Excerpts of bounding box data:
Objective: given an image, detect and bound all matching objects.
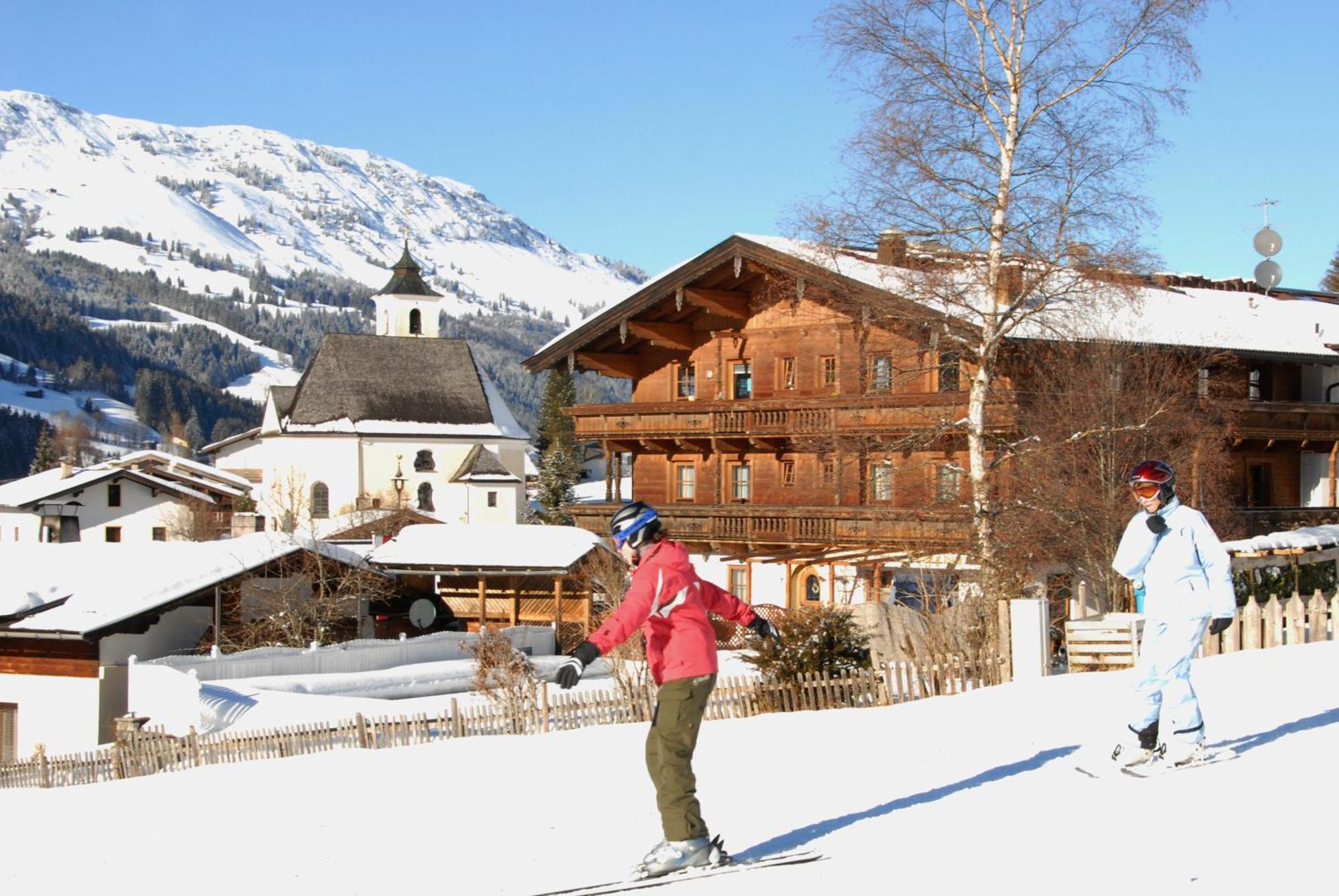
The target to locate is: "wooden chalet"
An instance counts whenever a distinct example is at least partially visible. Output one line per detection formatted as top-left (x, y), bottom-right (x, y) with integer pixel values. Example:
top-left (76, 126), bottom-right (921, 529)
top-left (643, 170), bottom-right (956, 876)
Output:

Written instruction
Please extract every line of the material above that contains the string "bottom".

Reply
An instance counts whenever a distinct example is at least partially visible. Output one line per detection formatted as top-left (x, y), bottom-right (x, y) with integer pixel values. Example:
top-left (76, 126), bottom-right (921, 529)
top-left (643, 170), bottom-right (956, 876)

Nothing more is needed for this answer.